- Selected excerpt
-- Opening Marker --

Being the beat writer for the Baltimore Orioles and the Baltimore Ravens for the now-defunct Baltimore Examiner newspaper was a pretty big deal for former sportswriter Matt Palmer.
This week, the Catonsville resident's job as the social media coordinator for the United States Conference of Catholic Bishops goes light years beyond professional sports coverage.
Whereas once Palmer described the athletic achievements of elite world-class athletes, his latest gig — helping to share behind-the-scenes images of Pope Francis' visit to the United States with nearly 300,000 combined friends and followers on Twitter, Facebook and Instagram — finds him chronicling the leader of 1.2 billion Catholics worldwide.
To be sure, the job comes with high expectations, both from his employers and pressure the 37-year-old father of two puts on himself.

-- Closing Marker --

- Required work
a – Transcribe the article about Matt Palmer from "Whereas once Palmer" up to and including "billion Catholics worldwide.".
b – Answer these questions about the article on Matt Palmer:
(i) Which newspaper employed Palmer as a beat writer?
(ii) In what community does Palmer live?
(iii) About how many combined friends and followers does he share the images with?
c – Resume the article about Matt Palmer after its final sentence.

- Information given
-- Opening Marker --

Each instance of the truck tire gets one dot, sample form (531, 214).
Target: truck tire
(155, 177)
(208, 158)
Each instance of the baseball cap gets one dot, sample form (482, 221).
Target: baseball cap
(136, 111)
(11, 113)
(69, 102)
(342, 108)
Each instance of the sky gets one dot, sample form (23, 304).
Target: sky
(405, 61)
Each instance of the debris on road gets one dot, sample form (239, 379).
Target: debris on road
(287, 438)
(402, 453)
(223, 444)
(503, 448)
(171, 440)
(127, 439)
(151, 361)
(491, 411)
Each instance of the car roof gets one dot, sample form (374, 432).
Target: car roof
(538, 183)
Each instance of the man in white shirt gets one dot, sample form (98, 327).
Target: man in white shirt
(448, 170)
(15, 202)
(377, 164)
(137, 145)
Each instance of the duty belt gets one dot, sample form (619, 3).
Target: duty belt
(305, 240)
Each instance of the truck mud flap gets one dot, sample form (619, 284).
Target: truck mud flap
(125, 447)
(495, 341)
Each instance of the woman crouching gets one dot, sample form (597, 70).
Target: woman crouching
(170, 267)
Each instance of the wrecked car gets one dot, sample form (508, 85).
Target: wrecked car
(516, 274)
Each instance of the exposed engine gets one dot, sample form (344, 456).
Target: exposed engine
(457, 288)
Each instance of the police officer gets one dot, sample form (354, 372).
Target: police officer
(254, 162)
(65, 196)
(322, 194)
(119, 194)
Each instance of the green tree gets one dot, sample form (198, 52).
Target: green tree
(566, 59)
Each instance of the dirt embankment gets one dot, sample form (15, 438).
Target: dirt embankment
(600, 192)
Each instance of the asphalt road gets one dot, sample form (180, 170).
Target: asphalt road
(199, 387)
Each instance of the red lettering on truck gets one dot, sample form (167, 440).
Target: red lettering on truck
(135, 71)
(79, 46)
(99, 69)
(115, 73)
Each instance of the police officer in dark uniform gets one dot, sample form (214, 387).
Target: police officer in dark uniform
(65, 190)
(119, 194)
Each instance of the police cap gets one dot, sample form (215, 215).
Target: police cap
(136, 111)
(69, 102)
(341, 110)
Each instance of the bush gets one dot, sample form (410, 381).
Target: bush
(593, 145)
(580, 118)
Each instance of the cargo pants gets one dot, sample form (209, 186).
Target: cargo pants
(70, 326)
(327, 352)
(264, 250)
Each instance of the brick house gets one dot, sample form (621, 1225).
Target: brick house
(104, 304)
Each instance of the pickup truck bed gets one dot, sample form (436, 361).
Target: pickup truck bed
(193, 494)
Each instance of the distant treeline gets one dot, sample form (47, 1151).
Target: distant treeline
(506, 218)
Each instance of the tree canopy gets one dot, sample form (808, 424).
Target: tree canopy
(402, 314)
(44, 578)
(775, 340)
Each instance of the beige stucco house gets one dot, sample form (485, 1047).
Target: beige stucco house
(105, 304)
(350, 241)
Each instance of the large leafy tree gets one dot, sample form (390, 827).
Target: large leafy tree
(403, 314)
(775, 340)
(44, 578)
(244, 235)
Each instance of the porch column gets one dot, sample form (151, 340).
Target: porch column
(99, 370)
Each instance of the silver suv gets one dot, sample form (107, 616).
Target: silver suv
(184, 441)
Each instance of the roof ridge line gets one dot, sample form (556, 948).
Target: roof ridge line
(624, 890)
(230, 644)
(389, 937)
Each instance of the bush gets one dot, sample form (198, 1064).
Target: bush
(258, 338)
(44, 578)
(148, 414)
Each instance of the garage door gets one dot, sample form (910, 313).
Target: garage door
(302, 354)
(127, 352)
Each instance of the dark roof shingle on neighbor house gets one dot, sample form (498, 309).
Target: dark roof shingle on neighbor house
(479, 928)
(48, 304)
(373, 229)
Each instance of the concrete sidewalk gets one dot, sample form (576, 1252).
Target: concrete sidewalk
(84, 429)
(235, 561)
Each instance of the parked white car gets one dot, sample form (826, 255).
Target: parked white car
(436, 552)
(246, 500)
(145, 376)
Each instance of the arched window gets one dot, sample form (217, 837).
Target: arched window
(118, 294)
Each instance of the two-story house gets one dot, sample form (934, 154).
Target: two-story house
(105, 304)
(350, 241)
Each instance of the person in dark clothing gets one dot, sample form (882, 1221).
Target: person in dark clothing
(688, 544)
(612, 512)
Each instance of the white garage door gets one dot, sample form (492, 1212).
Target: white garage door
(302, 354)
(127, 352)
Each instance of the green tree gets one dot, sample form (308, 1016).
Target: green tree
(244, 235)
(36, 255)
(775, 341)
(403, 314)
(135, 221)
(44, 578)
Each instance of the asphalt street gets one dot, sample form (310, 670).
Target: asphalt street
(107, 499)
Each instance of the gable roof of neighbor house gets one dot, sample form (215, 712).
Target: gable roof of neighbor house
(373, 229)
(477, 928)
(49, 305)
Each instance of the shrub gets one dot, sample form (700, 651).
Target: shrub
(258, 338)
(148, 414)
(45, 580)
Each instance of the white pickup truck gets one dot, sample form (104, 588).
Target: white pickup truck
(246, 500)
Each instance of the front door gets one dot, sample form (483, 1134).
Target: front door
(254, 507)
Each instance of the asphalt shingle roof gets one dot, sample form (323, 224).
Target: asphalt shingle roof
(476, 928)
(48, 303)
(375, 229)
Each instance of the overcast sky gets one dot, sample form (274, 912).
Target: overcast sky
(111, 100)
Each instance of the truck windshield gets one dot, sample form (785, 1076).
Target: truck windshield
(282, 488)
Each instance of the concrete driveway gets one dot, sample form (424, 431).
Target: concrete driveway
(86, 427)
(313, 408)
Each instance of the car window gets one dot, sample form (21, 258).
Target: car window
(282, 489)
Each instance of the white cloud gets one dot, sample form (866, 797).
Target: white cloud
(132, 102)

-- Closing Marker --

- Activity answers
a –
Whereas once Palmer described the athletic achievements of elite world-class athletes, his latest gig — helping to share behind-the-scenes images of Pope Francis' visit to the United States with nearly 300,000 combined friends and followers on Twitter, Facebook and Instagram — finds him chronicling the leader of 1.2 billion Catholics worldwide.

b –
(i) The Baltimore Examiner
(ii) Catonsville
(iii) Nearly 300,000

c –
"I'd be lying if I didn't say I'm a little nervous," said Palmer, whose career in journalism began by covering high school sports for the Howard County Times and the Columbia Flier community newspapers. "I used to long days from my time covering the Ravens. After a Monday night game, I wouldn't get home until 1 a.m. sometimes. Now it's different. I'm up at 5 a.m. and the days are still long. It's a constant challenge, but a good one."
His boss, USCCB media relations director Don Clemmer, expressed confidence in Palmer's ability to deliver when the stakes are high.
"Matt is a key member of our team," Clemmer said. "With his journalistic background and his instincts for engaging the dynamics of a community, he serves very well as the person behind the social media channels of the USCCB. With the papal visit, he's taking on an unprecedented endeavor: keeping up on a global conversation over a six-day period and helping the message of Pope Francis be heard."
Executing the job correctly will take a step-by-step process, with no corners cut and no stone left unturned.
"We have to figure out what is the right way to share his every movement," Palmer said. "It's a big deal for all Catholics and it's a big deal for me.
"In a lot of ways, it establishes where my career is headed," he said. "Every move he makes will be streamed on the USCCB.org website in real time. And we'll put video highlights and photos on social media, too, exclusive behind-the-scenes images for our followers."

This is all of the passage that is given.